----- DATA FOR REVIEW
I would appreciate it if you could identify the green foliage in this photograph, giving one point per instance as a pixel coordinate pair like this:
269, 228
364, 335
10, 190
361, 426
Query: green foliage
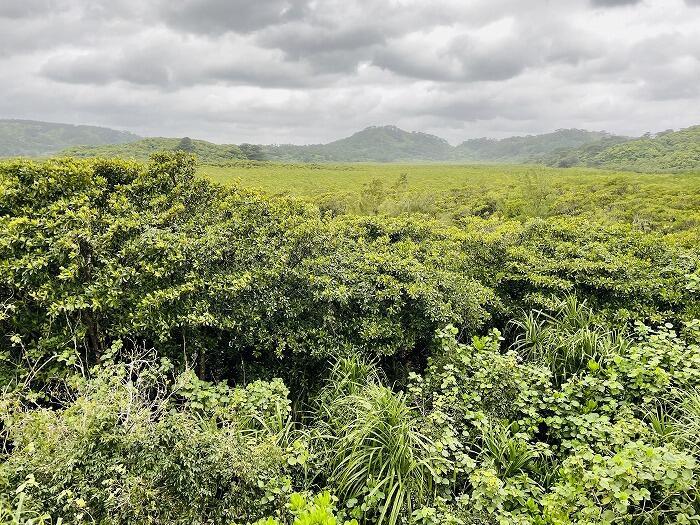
527, 148
130, 444
377, 458
373, 144
304, 352
668, 151
32, 138
651, 484
143, 149
96, 251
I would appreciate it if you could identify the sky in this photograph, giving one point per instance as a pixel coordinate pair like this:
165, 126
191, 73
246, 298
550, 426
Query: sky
310, 71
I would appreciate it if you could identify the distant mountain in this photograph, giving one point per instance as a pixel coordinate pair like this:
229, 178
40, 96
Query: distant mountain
33, 138
206, 152
373, 144
529, 148
391, 144
666, 151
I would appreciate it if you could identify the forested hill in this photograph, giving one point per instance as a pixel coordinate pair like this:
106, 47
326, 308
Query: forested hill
391, 144
33, 138
529, 148
666, 151
373, 144
206, 152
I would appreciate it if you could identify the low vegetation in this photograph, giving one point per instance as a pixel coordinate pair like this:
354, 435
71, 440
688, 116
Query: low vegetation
666, 151
176, 351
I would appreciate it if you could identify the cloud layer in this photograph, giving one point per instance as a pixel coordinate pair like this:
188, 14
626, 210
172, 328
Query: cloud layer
314, 70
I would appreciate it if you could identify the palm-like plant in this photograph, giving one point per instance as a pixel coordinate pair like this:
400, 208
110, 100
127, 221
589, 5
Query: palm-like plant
376, 453
567, 340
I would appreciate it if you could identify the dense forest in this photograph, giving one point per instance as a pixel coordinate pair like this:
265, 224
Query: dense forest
175, 351
661, 152
666, 151
34, 138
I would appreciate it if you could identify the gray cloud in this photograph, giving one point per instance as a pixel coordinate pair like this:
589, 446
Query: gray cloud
221, 16
309, 71
614, 3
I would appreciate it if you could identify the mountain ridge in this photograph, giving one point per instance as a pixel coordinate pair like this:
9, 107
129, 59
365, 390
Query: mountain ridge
35, 138
669, 150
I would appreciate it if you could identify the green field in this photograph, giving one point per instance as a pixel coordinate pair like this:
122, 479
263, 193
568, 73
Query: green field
664, 202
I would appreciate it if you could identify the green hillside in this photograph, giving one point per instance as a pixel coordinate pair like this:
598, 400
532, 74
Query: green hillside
206, 152
373, 144
29, 138
528, 148
666, 151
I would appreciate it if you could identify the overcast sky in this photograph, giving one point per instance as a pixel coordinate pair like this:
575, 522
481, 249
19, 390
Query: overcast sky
302, 71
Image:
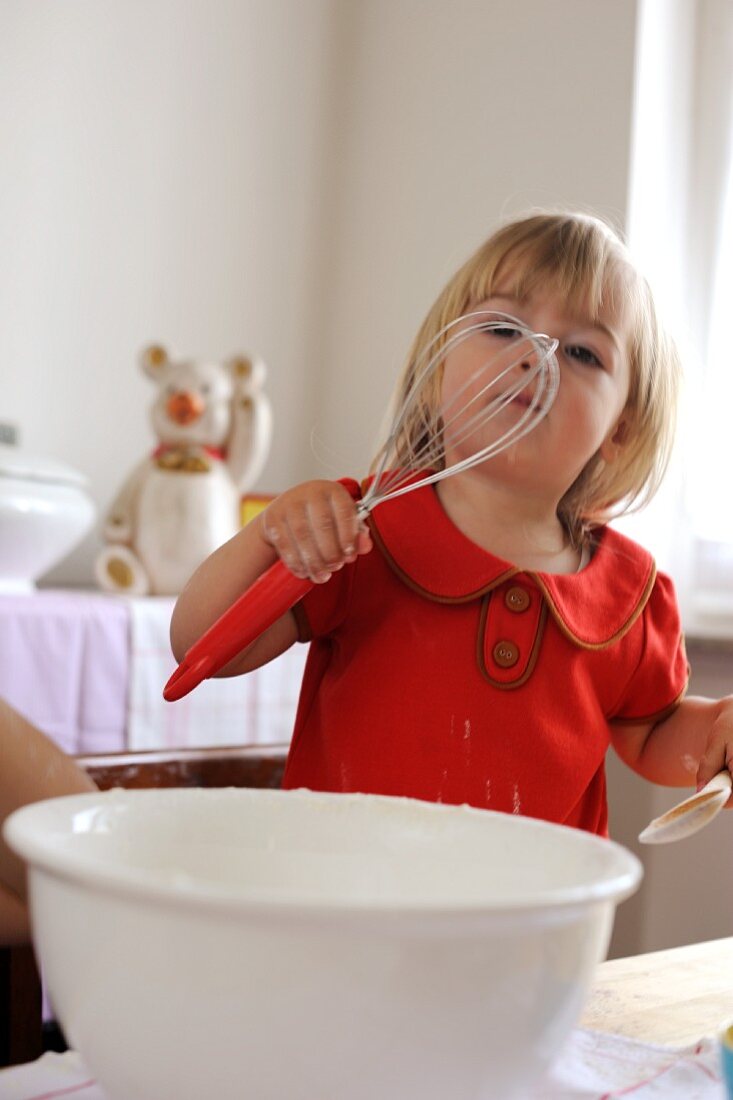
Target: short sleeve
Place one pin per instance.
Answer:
(660, 677)
(324, 608)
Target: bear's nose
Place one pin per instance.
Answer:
(184, 407)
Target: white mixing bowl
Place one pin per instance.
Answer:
(299, 946)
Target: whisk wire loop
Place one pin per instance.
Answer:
(533, 367)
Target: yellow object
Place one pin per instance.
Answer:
(252, 506)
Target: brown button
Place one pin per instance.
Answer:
(516, 598)
(506, 653)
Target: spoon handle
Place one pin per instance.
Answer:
(691, 814)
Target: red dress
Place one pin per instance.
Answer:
(438, 671)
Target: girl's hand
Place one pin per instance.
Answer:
(718, 755)
(315, 529)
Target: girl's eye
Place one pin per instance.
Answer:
(582, 355)
(504, 330)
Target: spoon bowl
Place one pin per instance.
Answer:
(691, 814)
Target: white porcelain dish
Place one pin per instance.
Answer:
(293, 946)
(45, 509)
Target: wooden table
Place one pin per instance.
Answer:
(673, 998)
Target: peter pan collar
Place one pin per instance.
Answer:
(429, 553)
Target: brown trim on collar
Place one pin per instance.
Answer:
(593, 608)
(533, 656)
(406, 579)
(624, 628)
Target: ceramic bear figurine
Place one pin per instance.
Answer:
(214, 425)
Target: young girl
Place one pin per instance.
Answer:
(483, 640)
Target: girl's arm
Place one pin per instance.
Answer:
(690, 746)
(314, 528)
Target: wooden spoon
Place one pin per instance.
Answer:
(688, 816)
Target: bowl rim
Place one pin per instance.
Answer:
(20, 832)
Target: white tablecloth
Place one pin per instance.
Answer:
(593, 1066)
(89, 669)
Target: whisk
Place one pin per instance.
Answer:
(512, 378)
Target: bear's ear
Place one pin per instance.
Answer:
(248, 373)
(152, 359)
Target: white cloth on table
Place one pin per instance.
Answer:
(64, 664)
(89, 668)
(592, 1066)
(258, 708)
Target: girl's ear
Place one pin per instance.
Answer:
(614, 441)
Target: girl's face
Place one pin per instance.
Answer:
(587, 415)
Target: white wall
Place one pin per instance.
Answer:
(293, 177)
(162, 171)
(450, 116)
(298, 178)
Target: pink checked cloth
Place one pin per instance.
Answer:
(593, 1066)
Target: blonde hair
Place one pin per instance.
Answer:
(582, 260)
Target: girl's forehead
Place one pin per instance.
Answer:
(603, 303)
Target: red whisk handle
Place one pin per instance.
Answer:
(263, 603)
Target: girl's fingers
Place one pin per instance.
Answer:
(315, 529)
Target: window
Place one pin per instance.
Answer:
(680, 228)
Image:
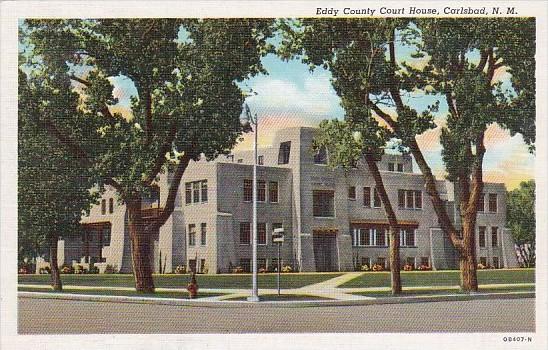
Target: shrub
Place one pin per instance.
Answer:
(66, 269)
(378, 267)
(110, 269)
(287, 268)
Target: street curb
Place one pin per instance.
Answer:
(275, 304)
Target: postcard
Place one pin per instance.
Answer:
(274, 174)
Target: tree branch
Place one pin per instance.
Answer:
(172, 194)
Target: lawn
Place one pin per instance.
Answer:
(289, 280)
(441, 278)
(129, 293)
(444, 291)
(283, 297)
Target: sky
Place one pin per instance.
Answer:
(291, 95)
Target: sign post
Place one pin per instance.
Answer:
(278, 238)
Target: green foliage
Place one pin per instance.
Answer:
(53, 189)
(520, 212)
(185, 74)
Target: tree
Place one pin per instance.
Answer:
(354, 52)
(53, 190)
(520, 216)
(187, 103)
(451, 74)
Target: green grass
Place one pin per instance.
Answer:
(283, 297)
(441, 278)
(288, 280)
(384, 294)
(129, 293)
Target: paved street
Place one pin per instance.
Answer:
(63, 316)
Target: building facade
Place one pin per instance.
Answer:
(333, 219)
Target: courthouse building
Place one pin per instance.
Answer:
(333, 219)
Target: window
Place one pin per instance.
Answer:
(204, 190)
(409, 199)
(482, 236)
(191, 235)
(285, 151)
(367, 197)
(273, 192)
(323, 204)
(410, 260)
(248, 190)
(352, 193)
(380, 237)
(321, 156)
(381, 261)
(261, 263)
(276, 225)
(195, 192)
(481, 203)
(245, 233)
(407, 238)
(202, 265)
(188, 193)
(261, 191)
(245, 264)
(203, 233)
(401, 198)
(418, 199)
(494, 236)
(261, 233)
(493, 202)
(376, 199)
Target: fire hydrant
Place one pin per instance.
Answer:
(192, 286)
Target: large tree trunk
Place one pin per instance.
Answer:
(393, 231)
(140, 248)
(55, 276)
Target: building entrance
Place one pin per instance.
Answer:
(325, 251)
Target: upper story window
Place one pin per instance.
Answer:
(481, 237)
(285, 151)
(248, 190)
(352, 193)
(196, 192)
(245, 233)
(323, 203)
(494, 236)
(481, 203)
(493, 202)
(409, 199)
(273, 192)
(321, 156)
(261, 191)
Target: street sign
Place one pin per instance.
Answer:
(278, 235)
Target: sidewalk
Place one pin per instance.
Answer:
(327, 289)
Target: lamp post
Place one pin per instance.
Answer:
(253, 120)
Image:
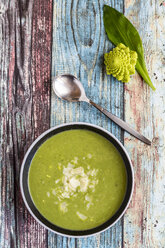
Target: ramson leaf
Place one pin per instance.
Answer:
(120, 30)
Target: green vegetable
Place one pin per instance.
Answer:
(120, 62)
(120, 30)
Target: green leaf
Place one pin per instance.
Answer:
(120, 30)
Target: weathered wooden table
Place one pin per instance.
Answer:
(40, 39)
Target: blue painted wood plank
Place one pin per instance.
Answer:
(79, 43)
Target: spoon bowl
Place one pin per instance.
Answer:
(68, 87)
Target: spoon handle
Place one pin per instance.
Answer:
(121, 123)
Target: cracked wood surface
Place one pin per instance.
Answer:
(41, 39)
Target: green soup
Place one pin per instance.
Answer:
(77, 179)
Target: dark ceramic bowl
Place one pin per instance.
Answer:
(25, 170)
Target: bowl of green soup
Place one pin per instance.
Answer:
(76, 179)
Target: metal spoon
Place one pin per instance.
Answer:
(68, 87)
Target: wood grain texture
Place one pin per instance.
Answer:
(79, 42)
(78, 45)
(144, 222)
(25, 53)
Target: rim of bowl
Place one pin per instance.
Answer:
(22, 169)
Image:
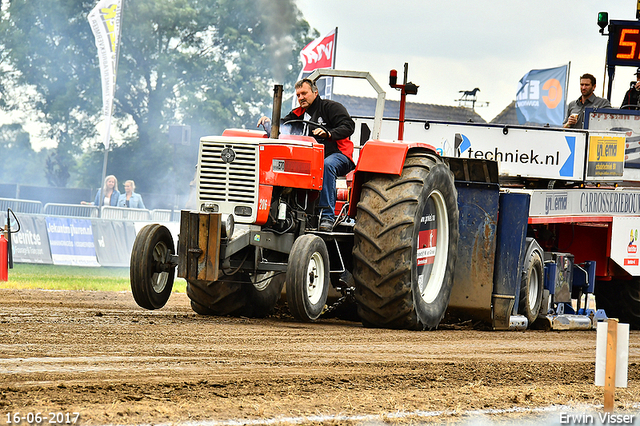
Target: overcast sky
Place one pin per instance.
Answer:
(459, 45)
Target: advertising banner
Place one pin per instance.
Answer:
(71, 241)
(606, 156)
(624, 243)
(627, 121)
(585, 202)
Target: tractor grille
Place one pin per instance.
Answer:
(235, 182)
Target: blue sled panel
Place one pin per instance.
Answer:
(473, 278)
(512, 232)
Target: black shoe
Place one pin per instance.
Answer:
(326, 225)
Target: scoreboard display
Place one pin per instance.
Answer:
(623, 48)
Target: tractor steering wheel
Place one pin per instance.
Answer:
(318, 138)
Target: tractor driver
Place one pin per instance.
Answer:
(338, 149)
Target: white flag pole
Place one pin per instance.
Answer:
(105, 19)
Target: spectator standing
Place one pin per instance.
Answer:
(130, 198)
(632, 96)
(587, 99)
(110, 191)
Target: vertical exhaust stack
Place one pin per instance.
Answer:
(277, 107)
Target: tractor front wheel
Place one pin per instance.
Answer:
(151, 272)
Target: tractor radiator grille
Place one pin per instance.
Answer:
(233, 182)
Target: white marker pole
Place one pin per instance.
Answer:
(612, 358)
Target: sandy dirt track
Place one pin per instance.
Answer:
(98, 354)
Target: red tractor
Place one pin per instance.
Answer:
(255, 230)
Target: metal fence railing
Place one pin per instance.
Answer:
(20, 206)
(73, 210)
(125, 213)
(90, 211)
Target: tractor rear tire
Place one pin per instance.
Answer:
(532, 284)
(150, 275)
(308, 278)
(237, 295)
(405, 245)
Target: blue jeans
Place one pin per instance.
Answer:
(337, 164)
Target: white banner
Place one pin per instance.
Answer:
(105, 19)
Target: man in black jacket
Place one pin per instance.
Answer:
(338, 149)
(630, 100)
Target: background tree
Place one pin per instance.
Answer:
(50, 69)
(20, 163)
(209, 64)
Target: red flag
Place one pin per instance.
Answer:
(320, 53)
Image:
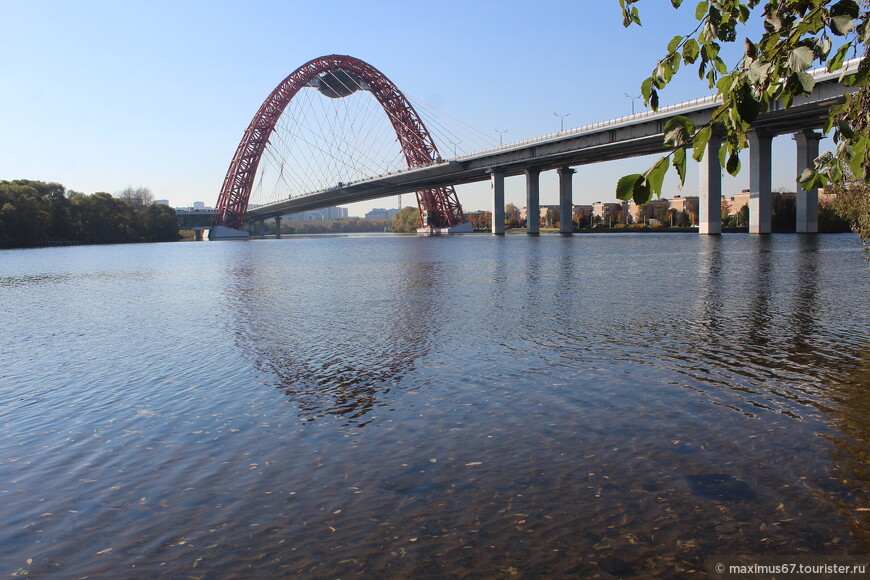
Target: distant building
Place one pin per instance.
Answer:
----------
WORK INSTRUCTIONS - Please state how many lines of the material contain the word "bowl", giving the number alone.

RESULT OF THE TASK - 7